Input:
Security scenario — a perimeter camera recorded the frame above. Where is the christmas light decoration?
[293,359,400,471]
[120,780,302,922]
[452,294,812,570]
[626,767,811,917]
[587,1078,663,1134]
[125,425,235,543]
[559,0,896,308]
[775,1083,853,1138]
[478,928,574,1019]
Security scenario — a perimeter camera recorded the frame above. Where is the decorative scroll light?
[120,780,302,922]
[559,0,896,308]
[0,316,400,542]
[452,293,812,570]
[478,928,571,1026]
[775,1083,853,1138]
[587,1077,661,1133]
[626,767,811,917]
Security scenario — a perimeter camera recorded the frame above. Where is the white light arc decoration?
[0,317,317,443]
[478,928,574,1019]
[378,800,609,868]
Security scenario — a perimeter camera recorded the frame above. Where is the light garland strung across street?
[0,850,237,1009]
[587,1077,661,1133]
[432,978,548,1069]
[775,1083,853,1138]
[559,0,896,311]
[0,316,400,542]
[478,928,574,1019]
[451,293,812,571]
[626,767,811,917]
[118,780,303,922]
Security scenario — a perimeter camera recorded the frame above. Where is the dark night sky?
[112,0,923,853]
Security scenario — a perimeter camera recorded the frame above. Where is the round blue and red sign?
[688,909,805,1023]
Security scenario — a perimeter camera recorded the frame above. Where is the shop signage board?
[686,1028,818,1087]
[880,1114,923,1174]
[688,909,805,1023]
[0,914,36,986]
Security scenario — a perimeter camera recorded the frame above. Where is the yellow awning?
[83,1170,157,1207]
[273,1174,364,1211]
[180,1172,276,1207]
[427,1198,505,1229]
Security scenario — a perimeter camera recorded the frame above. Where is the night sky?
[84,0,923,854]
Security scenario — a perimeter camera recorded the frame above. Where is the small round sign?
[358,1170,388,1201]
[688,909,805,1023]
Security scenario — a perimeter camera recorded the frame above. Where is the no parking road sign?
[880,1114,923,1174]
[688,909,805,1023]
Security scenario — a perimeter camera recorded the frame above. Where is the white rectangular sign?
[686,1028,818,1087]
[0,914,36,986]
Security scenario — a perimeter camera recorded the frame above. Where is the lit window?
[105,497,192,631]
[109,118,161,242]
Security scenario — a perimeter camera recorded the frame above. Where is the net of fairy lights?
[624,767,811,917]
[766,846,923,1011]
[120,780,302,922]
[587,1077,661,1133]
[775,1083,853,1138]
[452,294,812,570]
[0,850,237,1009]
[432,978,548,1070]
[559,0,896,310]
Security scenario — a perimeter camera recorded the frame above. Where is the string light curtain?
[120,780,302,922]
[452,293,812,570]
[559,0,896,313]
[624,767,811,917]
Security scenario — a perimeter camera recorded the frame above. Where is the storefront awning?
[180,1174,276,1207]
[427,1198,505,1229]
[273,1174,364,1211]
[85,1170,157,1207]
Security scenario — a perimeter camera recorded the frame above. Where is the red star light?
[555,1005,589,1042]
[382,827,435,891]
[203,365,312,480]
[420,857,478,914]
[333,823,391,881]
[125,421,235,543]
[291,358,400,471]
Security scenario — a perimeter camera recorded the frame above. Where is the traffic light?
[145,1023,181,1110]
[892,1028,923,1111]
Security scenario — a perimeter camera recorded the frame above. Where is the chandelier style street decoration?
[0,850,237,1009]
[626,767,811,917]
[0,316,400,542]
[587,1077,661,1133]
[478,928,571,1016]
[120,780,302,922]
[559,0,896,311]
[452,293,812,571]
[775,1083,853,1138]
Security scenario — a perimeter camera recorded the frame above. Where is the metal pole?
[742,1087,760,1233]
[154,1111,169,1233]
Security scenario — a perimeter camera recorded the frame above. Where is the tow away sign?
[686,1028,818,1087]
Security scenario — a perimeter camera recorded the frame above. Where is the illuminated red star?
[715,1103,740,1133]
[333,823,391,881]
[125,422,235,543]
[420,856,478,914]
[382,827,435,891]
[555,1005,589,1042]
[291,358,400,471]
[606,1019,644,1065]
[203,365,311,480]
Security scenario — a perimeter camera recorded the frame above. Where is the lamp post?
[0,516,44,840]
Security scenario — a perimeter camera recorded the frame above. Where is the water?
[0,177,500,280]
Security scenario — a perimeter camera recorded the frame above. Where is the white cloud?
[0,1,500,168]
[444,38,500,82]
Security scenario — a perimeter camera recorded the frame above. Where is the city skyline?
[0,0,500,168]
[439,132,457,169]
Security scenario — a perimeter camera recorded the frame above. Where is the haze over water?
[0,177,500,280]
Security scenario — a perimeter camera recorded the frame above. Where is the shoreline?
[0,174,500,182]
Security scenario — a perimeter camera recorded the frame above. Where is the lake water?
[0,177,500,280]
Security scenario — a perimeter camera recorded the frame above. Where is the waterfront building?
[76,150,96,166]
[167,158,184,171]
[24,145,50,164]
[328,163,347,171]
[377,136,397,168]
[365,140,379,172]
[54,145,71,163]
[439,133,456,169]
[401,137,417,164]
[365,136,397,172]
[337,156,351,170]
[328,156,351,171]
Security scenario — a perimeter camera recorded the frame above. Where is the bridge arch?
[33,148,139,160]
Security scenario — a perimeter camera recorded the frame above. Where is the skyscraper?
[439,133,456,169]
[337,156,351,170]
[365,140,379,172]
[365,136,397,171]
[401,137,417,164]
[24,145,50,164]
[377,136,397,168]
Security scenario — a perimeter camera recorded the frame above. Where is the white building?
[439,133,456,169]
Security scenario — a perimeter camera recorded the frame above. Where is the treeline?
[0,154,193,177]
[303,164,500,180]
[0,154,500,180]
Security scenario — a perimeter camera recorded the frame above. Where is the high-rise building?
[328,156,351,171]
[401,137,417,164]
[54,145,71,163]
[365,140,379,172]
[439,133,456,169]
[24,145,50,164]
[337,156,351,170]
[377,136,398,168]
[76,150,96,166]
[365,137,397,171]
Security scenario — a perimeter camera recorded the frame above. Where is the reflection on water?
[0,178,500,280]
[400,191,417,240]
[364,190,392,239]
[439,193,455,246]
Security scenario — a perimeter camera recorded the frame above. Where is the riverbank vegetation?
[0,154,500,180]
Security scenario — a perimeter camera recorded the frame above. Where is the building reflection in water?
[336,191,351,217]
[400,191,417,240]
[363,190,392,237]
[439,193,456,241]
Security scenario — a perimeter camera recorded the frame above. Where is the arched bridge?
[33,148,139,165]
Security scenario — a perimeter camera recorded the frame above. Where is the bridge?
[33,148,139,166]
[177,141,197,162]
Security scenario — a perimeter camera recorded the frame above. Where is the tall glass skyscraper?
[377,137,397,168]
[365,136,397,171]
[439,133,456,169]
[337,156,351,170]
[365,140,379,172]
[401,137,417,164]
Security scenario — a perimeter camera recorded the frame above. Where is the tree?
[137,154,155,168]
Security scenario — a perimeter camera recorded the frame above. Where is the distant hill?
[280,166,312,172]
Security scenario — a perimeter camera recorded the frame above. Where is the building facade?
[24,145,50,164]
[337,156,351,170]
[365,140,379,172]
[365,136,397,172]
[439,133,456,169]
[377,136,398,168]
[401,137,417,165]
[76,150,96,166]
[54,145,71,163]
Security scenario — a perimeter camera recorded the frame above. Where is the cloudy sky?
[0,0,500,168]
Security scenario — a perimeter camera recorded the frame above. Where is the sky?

Set exercise:
Rewrite all the lines above, replacing "perimeter camera" with "rooftop camera" wherever it occurs and leaving everything else the same.

Finished task:
Security scenario — a rooftop camera recorded the frame above. Where is the christmas light decoration?
[293,359,400,471]
[120,780,302,922]
[452,294,812,570]
[626,767,811,917]
[587,1078,663,1134]
[125,425,235,543]
[559,0,896,308]
[775,1083,853,1138]
[478,928,574,1019]
Security scenario — a rooftop camera recorded the frame above. Where is the decorative scroll light?
[120,780,302,922]
[559,0,896,308]
[0,316,400,542]
[452,293,812,570]
[478,928,571,1026]
[775,1083,853,1138]
[587,1077,661,1133]
[626,767,811,917]
Security scenario — a rooftop camera recorded the frame above. Where is the white light arc decoration?
[0,317,317,443]
[478,928,574,1019]
[378,800,609,868]
Security scenario — a rooftop camera recorded the frame above. Where is the light garland strung across street?
[0,850,237,1009]
[587,1077,661,1133]
[432,978,548,1069]
[775,1083,853,1138]
[559,0,896,311]
[0,316,400,542]
[478,928,574,1019]
[451,293,812,571]
[626,767,811,917]
[118,780,303,922]
Security scenario — a rooftop camera recorded the frame above. Where is the dark night sky?
[112,0,923,853]
Security scenario — a rooftop camera recorded the frame above. Where is the round blue and red sign?
[688,909,805,1023]
Security scenario — a rooftop camera recorded the frame above. Where is the shop signage board?
[686,1028,818,1087]
[880,1114,923,1174]
[688,909,805,1023]
[0,914,36,986]
Security scenario — a rooftop camera recorded the frame above. Where is the yellow awning?
[83,1170,157,1207]
[273,1174,364,1211]
[180,1172,276,1207]
[427,1198,505,1229]
Security scenario — a rooftop camera recorded the frame above. Where is the night sky?
[84,0,923,854]
Security scenario — a rooftop camera recorded the frame above. Where is the small round sign?
[358,1170,388,1201]
[688,909,805,1023]
Security scenario — a rooftop camera recorded the frame above. Where is the no parking road sign?
[880,1114,923,1174]
[688,909,805,1023]
Security scenario — a rooftop camera recorded the frame above. Where is the white rectangular sign?
[686,1028,818,1087]
[0,914,36,986]
Security scenario — a rooftop camera recorded the frame above. Where is the lit window?
[105,497,192,631]
[109,118,161,242]
Security scenario — a rooftop camera recorded the frame above. Where is the net of fairy lights?
[624,767,811,917]
[766,846,923,1011]
[120,780,302,922]
[587,1077,661,1133]
[775,1083,853,1138]
[452,294,812,570]
[0,850,237,1009]
[432,978,548,1070]
[559,0,896,310]
Security scenario — a rooftop camera recorded the frame above. Where is the string light curtain?
[120,780,302,922]
[452,293,812,570]
[559,0,896,313]
[624,767,811,917]
Security scenario — a rooftop camera recorded the frame above. Where is the storefront awning?
[180,1174,276,1207]
[427,1198,505,1229]
[273,1174,364,1211]
[85,1170,157,1207]
Security scenario — a rooftop camera recorded the frame above. Where is the red star light?
[555,1005,589,1042]
[382,827,435,891]
[203,365,312,480]
[420,857,478,914]
[333,823,391,881]
[125,421,235,543]
[291,358,400,471]
Security scenario — a rooftop camera recorded the frame above. Where is the traffic light?
[145,1023,181,1110]
[892,1028,923,1111]
Security scenario — a rooftop camera recorded the frame above. Where is the chandelier style street decoration?
[0,850,237,1009]
[626,767,811,917]
[0,316,400,542]
[587,1077,661,1133]
[478,928,571,1016]
[120,780,302,922]
[559,0,896,311]
[452,293,812,571]
[775,1083,853,1138]
Security scenario — a rooftop camera recorded the frame above. Where is the metal pole?
[742,1087,760,1233]
[154,1111,169,1233]
Security scenario — a rooftop camera recorded the frame above. Where is the tow away sign?
[686,1028,818,1087]
Security scenario — a rooftop camera recorded the frame above. Where is the illuminated red star?
[715,1103,740,1133]
[333,823,391,881]
[125,422,235,543]
[420,856,478,914]
[382,827,435,891]
[555,1005,589,1042]
[291,358,400,471]
[606,1019,644,1065]
[203,365,311,480]
Security scenario — a rooftop camera recorded the frame above. Where is the lamp post?
[0,516,44,840]
Security scenario — a rooftop camera recorded the frame above. Where is the water?
[0,177,500,280]
Security scenario — a rooftop camera recorded the frame above. Where is the white cloud?
[0,1,500,168]
[444,38,500,82]
Security scenario — a rooftop camera recorded the frame above. Where is the city skyline?
[0,0,500,168]
[439,132,457,169]
Security scenario — a rooftop camera recorded the frame above. Where is the haze over water?
[0,177,500,280]
Security scenario — a rooftop camera recorded the frame above. Where is the shoreline?
[0,174,500,182]
Security scenario — a rooftop camera recorded the frame above. Where is the lake water?
[0,177,500,280]
Security scenario — a rooftop camera recorded the frame above. Where is the waterfront building?
[76,150,96,166]
[167,158,184,171]
[24,145,50,164]
[328,163,347,171]
[377,136,397,168]
[365,140,379,172]
[54,145,71,163]
[439,133,456,169]
[401,137,417,164]
[365,136,397,172]
[337,156,351,170]
[328,156,351,171]
Security scenario — a rooftop camera recorded the frame above. Where is the bridge arch?
[33,148,139,160]
Security scenario — a rooftop camera recorded the frame above. Where is the skyscraper?
[439,133,456,169]
[337,156,351,170]
[365,140,379,172]
[365,136,397,171]
[401,137,417,164]
[24,145,50,164]
[377,136,397,168]
Security scenario — a rooftop camera recorded the frame above. Where is the white building?
[439,133,456,169]
Security scenario — a rooftop camera recorded the frame above. Where is the treeline?
[0,154,193,177]
[303,164,500,180]
[0,154,500,180]
Security scenario — a rooftop camera recorded the frame above. Where is the high-rise building?
[328,156,351,171]
[401,137,417,164]
[54,145,71,163]
[365,140,379,172]
[439,133,456,169]
[24,145,50,164]
[337,156,351,170]
[377,136,398,168]
[76,150,96,166]
[365,137,397,171]
Security scenario — a rooftop camera recorded the frame above. Where is the reflection on water?
[0,178,500,280]
[400,191,417,240]
[364,190,392,239]
[439,193,455,246]
Security scenario — a rooftop camera recorded the frame above. Where is the riverbank vegetation?
[0,154,500,180]
Security scenario — a rooftop camera recorded the frame above. Where is the building reflection in water?
[336,191,351,217]
[400,191,417,240]
[363,190,392,237]
[439,193,456,241]
Security scenario — a rooftop camera recorded the frame above. Where is the arched bridge?
[33,148,139,165]
Security scenario — a rooftop camera recorded the frame above. Where is the bridge?
[33,148,139,166]
[177,141,197,162]
Security scenario — a rooftop camera recorded the frame above. Where is the tall glass skyscraper?
[377,137,397,168]
[365,136,397,171]
[439,133,456,169]
[337,156,351,170]
[365,140,379,172]
[401,137,417,164]
Security scenario — a rooftop camera recorded the frame above. Where is the tree?
[137,154,155,168]
Security scenario — a rooftop camera recorded the frame above. Where is the distant hill?
[280,166,312,172]
Security scenario — a rooftop camera recorded the frame above. Where is the building facade?
[24,145,50,164]
[337,156,351,170]
[365,140,379,172]
[365,136,397,172]
[439,133,456,169]
[377,136,398,168]
[401,137,417,165]
[76,150,96,166]
[54,145,71,163]
Security scenario — a rooftop camera recorded the frame above. Where is the cloudy sky?
[0,0,500,168]
Security scenario — a rooftop camera recorded the frame above. Where is the sky?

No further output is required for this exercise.